*** Selected text ***

Anxiety comes with the territory in college, and a little is a good thing. After all, it’s what helps spur you to finish that paper, to pay attention to your health and safety, and to show up for class.
But for some students, anxiety “runs amok and becomes out of proportion to what’s actually in front of them,” explained Anne Marie Albano, PhD, ABPP, professor of medical psychology in psychiatry at Columbia University Medical Center and director of the Columbia University Clinic for Anxiety and Related Disorders (CUCARD). “It’s future-oriented worry, and it keeps you ruminating and stuck on things that then make you not problem-solve appropriately and take control of the situation.”
It’s an all too common issue. The 2014 National College Health Assessment found that more than half of all college students felt overwhelming anxiety within the previous year, and more than a fifth said anxiety affected their academic performance. But only about 14% were diagnosed or treated for their anxiety, the assessment found. Of those who sought help for emotional issues, anxiety was the most common problem, according to the 2014 annual report from Penn State’s Center for Collegiate Mental Health, which pulled together data from 140 college and university counseling centers. Close to 20% of that number considered anxiety their top concern.
It’s these numbers that Dr. Albano and her colleagues seek to change through a variety of anxiety management and life-skills programs designed for people in college, those of college age and high school students preparing for college. Parents can also take part, learning ways to give their child the best start, as well as how to let go.
Making the LEAP
The model in CUCARD’s offerings, Dr. Albano said, is the Launching Emerging Adult Program (LEAP) geared toward 16- to 28-year-olds with anxiety and mood issues. About 10 years in the making, the program’s been running successfully for about five, Dr. Albano said. In fact, her team hopes to release a LEAP manual next year that can guide others.
Through LEAP, “we work with the parents and the young adults not just to understand anxiety and what the young adult has to do to overcome it, but also developmentally what people their age are doing on their own that their parents have been doing for them, inadvertently contributing to them remaining stuck.”

*** End of Selected text ***

◆ **Activities**:
1. Answer these questions using the article on college anxiety:
(a) According to the 2014 National College Health Assessment, about what percentage of students were diagnosed or treated for their anxiety?
(b) What age range is the Launching Emerging Adult Program (LEAP) geared toward?
(c) For about how many years has LEAP been running successfully?
2. In the article on college anxiety, rewrite the passage between "It’s an all" and "their top concern.", inclusive, changing "the previous year" to "the past twelve months".

*** Source information ***

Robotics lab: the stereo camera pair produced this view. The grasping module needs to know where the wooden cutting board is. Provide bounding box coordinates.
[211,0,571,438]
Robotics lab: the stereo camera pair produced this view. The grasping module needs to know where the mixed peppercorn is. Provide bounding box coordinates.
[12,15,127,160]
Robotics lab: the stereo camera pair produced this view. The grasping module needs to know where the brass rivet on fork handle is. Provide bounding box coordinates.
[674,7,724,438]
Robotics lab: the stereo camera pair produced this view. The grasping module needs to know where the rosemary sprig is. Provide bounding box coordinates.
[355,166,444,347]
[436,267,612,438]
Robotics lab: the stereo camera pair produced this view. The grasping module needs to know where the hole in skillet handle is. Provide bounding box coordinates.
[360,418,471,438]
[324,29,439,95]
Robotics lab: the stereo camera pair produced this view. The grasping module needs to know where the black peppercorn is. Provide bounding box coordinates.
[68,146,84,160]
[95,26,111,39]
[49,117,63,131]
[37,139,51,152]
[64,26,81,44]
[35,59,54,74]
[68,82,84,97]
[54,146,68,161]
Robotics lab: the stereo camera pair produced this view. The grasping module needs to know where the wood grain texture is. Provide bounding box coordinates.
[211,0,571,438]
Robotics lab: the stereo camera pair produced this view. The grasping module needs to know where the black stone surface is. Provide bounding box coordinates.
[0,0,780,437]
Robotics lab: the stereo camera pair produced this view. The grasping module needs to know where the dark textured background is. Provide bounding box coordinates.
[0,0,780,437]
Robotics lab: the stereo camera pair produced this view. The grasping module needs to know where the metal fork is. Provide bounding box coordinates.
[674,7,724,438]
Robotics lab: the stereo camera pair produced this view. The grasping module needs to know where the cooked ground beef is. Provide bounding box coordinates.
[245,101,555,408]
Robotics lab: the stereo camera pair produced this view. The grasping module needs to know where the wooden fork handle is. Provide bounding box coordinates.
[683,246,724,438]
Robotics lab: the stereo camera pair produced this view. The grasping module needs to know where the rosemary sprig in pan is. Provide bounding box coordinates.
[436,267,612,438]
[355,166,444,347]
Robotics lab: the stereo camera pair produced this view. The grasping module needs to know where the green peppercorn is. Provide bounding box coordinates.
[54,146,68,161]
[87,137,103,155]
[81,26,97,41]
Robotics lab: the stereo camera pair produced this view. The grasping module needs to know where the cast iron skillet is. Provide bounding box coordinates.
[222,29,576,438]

*** End of Source information ***

◆ **Solutions to each task**:
1.
(a) About 14%.
(b) 16- to 28-year-olds.
(c) About five years.

2.
It’s an all too common issue. The 2014 National College Health Assessment found that more than half of all college students felt overwhelming anxiety within the past twelve months, and more than a fifth said anxiety affected their academic performance. But only about 14% were diagnosed or treated for their anxiety, the assessment found. Of those who sought help for emotional issues, anxiety was the most common problem, according to the 2014 annual report from Penn State’s Center for Collegiate Mental Health, which pulled together data from 140 college and university counseling centers. Close to 20% of that number considered anxiety their top concern.